## Task list
1. From the forum post on crossover phase, list every crossover filter order or alignment that it names.
2. Decide whether each statement agrees with the forum post on crossover phase. Answer yes or no, and quote the deciding words of the post.
(a) The writer has preferred first order crossovers in passive systems.
(b) The writer says DSP systems make it possible to reduce variables in testing.
(c) The writer says no further experimenting is planned.

## Extract provided
==========

Only in a very small area. Outside of that, they all "discard" information.
I've got nothing against first order. I am simply pointing out that claims that they are superior due to their minimum-phase nature has no support in literature of any kind as far as I'm aware, despite efforts to determine such audibility.
Dave
My comments were not directed to preferences at all nor to whether a design measures well or not. I have preferred second order over time in passive systems, though I know that first order "measures better" in certain aspects though in a limited window. In the end I'm no different, I listen to what I prefer as well.
I would also say that logic may dictate only likelihood that I am correct, because someone may one day prove some level of audibility of phase above the bass region. DSP systems allow for reduction of variables in testing.
The thing is, I can listen to an LR4 system with its group delay and then listen to the same one with linear phase. All else is essentially equal. If minimum-phase or even linear phase made a large difference, I would expect it to be easily discerned. It should be obvious, but evidence suggests it is not. So far it is not to me, but as I said, I'm going to experiment more.

==========

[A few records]
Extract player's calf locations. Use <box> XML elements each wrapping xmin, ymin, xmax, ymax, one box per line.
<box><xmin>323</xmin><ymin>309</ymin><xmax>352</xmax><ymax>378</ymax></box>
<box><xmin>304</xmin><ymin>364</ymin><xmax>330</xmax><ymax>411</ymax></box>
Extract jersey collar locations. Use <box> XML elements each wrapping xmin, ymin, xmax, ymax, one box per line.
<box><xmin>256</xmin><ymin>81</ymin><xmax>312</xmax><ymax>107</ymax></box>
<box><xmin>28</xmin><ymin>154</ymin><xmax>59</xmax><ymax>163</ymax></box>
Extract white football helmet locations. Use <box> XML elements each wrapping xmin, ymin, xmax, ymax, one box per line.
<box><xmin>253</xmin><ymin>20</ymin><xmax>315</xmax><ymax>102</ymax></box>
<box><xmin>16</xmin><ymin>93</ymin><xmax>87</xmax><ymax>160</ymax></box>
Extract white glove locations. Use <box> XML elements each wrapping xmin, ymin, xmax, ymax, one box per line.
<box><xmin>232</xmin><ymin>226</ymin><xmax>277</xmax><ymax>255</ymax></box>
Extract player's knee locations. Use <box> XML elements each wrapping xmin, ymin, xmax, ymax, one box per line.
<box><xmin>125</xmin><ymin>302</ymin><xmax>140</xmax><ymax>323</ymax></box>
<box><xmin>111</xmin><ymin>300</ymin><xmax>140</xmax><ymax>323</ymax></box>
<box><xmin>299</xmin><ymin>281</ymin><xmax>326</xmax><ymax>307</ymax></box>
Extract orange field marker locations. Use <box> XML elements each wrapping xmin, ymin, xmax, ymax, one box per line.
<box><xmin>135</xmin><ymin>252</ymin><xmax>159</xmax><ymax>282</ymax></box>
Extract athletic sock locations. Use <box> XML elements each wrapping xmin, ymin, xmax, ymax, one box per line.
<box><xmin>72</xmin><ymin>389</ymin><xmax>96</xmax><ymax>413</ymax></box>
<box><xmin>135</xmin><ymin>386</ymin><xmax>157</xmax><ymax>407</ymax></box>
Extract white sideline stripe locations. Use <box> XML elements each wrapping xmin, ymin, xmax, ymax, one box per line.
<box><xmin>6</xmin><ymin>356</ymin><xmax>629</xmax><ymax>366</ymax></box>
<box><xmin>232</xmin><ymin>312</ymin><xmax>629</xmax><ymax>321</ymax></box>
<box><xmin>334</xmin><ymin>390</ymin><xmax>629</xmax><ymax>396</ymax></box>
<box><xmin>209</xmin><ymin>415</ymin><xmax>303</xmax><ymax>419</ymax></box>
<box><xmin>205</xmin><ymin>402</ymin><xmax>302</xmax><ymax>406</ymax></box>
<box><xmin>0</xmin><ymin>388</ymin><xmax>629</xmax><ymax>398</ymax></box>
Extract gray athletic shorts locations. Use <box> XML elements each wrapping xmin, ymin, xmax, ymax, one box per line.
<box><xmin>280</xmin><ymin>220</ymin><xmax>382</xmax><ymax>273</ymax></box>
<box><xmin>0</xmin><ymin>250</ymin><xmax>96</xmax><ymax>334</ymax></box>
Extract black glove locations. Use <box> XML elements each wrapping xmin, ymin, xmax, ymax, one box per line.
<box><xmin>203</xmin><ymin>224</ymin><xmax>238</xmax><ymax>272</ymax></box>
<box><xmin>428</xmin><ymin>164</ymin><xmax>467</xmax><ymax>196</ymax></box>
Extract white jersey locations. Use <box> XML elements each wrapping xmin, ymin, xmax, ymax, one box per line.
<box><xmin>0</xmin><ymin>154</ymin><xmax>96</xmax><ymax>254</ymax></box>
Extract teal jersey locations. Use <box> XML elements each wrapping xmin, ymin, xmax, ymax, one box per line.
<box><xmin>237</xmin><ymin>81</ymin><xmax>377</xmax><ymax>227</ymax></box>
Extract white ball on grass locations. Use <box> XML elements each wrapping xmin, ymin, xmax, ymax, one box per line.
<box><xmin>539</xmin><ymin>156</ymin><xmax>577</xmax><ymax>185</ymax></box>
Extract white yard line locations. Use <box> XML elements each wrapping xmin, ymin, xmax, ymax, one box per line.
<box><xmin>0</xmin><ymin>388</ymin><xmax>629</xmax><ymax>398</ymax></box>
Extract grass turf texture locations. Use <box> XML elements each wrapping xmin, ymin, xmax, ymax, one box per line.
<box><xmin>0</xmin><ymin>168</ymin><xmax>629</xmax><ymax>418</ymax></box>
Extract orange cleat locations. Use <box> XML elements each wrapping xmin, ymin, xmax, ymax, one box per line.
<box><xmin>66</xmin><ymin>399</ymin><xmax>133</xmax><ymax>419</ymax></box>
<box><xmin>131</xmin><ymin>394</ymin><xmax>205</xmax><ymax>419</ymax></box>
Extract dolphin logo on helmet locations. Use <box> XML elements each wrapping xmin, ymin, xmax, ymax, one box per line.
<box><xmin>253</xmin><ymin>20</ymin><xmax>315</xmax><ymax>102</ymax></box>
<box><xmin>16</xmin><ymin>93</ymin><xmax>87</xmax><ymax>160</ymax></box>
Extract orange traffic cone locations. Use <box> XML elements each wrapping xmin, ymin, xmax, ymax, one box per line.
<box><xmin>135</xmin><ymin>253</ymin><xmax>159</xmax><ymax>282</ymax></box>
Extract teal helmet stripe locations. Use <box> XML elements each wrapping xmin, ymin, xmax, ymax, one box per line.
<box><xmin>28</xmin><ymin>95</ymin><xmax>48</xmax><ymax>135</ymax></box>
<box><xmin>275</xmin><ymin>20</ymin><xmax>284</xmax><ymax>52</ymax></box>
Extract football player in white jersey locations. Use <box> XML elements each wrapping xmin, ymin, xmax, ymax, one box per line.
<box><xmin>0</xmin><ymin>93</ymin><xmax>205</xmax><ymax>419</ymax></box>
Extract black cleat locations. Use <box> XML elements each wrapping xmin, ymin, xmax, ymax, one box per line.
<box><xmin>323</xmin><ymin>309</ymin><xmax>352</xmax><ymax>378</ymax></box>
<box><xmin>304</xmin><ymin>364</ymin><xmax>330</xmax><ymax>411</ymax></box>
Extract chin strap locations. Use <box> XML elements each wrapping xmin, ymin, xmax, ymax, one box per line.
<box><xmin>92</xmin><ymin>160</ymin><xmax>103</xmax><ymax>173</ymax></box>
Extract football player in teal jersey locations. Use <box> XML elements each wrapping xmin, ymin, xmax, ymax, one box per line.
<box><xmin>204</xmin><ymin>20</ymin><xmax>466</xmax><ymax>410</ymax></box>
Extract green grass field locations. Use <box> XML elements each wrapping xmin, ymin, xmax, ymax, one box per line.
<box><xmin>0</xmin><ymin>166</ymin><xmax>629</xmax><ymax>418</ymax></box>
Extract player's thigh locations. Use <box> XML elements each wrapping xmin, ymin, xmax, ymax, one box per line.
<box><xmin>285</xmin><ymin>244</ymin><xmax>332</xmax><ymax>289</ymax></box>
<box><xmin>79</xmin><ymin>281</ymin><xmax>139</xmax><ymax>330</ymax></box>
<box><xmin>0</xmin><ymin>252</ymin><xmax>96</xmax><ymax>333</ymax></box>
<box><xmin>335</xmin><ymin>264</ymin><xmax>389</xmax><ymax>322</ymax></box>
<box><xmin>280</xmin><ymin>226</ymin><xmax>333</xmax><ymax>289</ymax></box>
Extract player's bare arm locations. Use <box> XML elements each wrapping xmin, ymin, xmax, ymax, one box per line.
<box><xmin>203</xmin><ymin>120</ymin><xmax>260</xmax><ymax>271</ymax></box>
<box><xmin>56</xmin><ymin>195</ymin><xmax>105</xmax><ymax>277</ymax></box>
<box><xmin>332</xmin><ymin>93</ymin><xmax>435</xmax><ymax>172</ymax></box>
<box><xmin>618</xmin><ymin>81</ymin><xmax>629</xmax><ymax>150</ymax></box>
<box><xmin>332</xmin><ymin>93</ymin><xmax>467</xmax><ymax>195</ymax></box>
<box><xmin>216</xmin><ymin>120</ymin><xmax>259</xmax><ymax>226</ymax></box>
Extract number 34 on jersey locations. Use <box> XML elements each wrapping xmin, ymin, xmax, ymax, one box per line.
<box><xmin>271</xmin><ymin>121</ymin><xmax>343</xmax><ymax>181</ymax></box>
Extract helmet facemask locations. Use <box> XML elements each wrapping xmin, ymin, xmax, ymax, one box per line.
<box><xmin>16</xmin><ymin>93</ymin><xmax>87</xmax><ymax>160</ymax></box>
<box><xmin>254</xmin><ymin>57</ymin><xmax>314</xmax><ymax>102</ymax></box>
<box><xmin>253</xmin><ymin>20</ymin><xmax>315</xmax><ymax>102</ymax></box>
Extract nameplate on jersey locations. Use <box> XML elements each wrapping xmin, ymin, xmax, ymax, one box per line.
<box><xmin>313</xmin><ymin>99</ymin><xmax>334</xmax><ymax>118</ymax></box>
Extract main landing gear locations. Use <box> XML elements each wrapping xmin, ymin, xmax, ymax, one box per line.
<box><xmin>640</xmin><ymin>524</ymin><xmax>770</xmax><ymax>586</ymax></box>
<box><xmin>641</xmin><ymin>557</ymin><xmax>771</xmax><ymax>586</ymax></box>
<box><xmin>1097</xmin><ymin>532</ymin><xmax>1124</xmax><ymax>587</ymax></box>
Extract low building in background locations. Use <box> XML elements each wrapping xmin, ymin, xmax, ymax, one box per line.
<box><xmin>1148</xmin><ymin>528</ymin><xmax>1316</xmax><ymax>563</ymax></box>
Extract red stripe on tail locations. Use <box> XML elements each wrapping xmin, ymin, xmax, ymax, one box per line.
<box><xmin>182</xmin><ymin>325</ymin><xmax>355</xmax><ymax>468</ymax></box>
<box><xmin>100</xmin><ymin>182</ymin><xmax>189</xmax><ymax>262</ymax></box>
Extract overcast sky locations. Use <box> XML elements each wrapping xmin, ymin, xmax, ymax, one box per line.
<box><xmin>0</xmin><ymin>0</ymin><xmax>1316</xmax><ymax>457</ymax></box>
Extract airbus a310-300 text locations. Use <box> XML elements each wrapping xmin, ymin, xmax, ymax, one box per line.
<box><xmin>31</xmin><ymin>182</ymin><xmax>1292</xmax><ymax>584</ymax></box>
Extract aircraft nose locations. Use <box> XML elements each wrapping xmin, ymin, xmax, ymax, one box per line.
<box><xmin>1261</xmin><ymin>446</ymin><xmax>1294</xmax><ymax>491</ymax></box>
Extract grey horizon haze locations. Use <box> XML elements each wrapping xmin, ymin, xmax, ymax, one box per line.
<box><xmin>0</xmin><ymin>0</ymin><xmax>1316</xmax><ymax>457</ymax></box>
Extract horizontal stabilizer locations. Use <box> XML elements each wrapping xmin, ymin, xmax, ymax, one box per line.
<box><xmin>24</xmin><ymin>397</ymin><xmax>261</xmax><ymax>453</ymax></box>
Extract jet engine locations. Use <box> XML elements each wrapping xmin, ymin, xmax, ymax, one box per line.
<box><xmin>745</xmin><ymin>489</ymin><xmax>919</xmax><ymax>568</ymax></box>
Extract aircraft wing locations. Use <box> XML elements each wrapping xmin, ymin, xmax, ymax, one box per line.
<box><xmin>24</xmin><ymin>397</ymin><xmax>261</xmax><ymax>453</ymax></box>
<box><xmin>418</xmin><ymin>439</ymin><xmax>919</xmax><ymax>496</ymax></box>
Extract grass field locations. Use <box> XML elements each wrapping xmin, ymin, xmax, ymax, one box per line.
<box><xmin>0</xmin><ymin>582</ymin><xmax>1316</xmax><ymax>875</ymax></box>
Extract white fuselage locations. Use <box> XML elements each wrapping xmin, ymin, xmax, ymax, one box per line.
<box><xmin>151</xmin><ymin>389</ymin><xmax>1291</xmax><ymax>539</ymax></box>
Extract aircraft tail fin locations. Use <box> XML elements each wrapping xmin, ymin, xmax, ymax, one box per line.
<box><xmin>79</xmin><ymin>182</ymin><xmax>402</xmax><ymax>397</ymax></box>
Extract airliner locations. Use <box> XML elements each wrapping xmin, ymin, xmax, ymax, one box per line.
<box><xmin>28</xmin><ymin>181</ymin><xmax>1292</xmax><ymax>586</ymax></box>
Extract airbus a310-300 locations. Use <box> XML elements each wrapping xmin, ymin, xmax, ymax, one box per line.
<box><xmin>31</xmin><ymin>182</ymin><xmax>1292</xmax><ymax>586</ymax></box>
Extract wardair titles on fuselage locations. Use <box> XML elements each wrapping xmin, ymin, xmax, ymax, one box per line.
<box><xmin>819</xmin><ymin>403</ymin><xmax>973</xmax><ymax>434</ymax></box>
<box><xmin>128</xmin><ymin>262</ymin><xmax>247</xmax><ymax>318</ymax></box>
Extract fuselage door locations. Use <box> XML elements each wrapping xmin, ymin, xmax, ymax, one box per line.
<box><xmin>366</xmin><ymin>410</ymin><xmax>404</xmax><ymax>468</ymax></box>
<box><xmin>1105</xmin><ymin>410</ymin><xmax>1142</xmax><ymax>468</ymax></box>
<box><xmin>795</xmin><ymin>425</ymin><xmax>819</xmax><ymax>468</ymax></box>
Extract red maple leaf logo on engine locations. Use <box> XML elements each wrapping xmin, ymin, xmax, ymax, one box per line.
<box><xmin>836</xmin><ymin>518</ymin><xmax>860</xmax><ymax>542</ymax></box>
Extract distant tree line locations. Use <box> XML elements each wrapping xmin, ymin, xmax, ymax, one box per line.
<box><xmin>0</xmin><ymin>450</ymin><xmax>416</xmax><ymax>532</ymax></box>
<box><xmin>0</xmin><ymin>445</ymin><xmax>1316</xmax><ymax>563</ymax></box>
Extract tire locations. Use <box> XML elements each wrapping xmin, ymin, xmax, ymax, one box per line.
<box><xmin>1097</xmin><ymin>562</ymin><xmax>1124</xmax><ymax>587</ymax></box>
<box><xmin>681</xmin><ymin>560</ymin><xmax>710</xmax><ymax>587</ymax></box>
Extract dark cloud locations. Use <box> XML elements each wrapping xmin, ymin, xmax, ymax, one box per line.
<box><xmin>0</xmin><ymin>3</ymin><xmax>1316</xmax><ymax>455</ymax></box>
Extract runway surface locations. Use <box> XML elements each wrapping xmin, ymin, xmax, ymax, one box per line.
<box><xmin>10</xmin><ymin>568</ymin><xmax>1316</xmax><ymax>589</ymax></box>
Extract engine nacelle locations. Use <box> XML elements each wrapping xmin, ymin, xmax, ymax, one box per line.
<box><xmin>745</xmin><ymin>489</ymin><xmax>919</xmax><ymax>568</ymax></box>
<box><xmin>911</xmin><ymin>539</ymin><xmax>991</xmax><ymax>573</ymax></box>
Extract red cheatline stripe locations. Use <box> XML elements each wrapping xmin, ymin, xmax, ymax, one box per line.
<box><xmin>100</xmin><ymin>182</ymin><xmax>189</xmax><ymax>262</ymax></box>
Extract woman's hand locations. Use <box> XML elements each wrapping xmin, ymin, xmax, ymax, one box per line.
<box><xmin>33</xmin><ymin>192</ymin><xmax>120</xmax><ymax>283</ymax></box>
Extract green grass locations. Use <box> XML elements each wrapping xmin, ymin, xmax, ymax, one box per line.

==========

## Task-by-task results
1. first order, second order, LR4

2.
(a) No: "I have preferred second order over time in passive systems"
(b) Yes: "DSP systems allow for reduction of variables in testing."
(c) No: "I'm going to experiment more."